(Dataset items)
• • • • • • •

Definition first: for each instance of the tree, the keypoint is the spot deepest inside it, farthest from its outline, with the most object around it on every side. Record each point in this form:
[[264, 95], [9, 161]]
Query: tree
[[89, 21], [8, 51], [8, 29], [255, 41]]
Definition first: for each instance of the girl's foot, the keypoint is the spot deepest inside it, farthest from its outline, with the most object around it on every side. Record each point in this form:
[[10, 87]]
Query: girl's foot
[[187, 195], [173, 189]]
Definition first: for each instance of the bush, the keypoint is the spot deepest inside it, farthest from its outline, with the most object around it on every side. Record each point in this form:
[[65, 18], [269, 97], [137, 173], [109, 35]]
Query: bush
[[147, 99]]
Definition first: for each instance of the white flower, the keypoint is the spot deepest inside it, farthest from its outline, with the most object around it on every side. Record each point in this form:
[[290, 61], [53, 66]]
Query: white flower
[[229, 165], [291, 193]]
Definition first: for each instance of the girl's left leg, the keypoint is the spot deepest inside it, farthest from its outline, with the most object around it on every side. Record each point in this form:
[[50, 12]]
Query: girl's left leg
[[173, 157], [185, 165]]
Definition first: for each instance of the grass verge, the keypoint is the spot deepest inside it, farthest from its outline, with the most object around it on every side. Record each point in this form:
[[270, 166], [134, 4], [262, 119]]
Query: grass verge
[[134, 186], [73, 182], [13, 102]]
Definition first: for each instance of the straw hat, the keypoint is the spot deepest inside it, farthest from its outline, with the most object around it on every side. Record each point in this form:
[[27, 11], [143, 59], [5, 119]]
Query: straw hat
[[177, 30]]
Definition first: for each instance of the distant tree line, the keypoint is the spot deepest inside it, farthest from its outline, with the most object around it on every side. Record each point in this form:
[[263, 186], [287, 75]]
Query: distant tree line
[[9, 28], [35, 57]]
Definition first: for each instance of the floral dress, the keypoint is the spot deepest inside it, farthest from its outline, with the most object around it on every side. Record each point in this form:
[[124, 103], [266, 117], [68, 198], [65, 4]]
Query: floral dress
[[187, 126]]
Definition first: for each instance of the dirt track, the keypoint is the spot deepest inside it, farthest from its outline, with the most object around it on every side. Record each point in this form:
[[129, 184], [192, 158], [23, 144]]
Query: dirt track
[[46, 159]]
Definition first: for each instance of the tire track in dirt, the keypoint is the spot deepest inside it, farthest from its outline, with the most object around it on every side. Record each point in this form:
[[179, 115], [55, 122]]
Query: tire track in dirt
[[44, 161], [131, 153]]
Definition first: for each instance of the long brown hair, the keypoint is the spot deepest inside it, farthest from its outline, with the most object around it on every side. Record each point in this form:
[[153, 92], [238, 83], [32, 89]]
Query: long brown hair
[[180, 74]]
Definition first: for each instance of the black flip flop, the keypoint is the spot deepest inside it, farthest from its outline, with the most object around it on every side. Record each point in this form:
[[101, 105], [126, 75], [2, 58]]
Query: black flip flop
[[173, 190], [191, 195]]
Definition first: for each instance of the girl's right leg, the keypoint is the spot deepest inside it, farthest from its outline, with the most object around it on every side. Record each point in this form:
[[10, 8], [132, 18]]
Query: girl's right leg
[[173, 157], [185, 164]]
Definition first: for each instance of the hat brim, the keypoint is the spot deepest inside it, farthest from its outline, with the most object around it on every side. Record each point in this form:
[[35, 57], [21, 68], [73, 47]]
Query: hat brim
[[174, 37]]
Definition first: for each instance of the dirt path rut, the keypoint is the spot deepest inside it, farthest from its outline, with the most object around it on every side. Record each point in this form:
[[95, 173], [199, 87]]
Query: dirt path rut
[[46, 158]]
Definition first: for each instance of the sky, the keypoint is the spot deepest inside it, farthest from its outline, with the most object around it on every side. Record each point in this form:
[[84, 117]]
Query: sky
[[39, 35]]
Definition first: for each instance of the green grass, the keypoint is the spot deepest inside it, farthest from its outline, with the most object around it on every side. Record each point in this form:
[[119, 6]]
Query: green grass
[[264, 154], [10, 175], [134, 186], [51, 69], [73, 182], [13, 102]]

• • • • • • •

Given instruction >> Could you duplicate the items above word for word, from the first line of the items through the line containing "[[173, 157], [185, 165]]", both included?

Output below >>
Definition first: for each instance of the tree, the keypoint is the spot deepest inside it, farthest from its outline, with the most object around it on every side. Record each point in this form:
[[264, 95], [9, 161]]
Query: tree
[[89, 21], [8, 51], [8, 29], [255, 41]]
Definition first: for each instance of the girl's foot, the keypoint is the spot deepest inside it, farthest from its outline, with the most object around it on every side. Record each point in this form:
[[10, 87]]
Query: girl's foot
[[187, 195], [173, 189]]
Definition first: for each instance of the bush, the keypoint is the spot deepest inside it, farthest from its outline, with the most object around it on every side. Record each point in this form:
[[65, 18], [269, 97], [137, 173], [109, 35]]
Query: bush
[[147, 99]]
Definition first: for each instance of the white flower, the keypoint is the spot deepest inside it, farthest from its outline, with the most object around it on every side. Record each point in this form:
[[290, 61], [53, 66]]
Query: white flower
[[229, 165], [291, 193]]
Definition first: for each instance of the girl's left leg, the keypoint is the spot deepest inside it, farthest from its outline, with the most object around it on every side. Record each point in this form:
[[50, 12]]
Query: girl's left leg
[[173, 157], [185, 165]]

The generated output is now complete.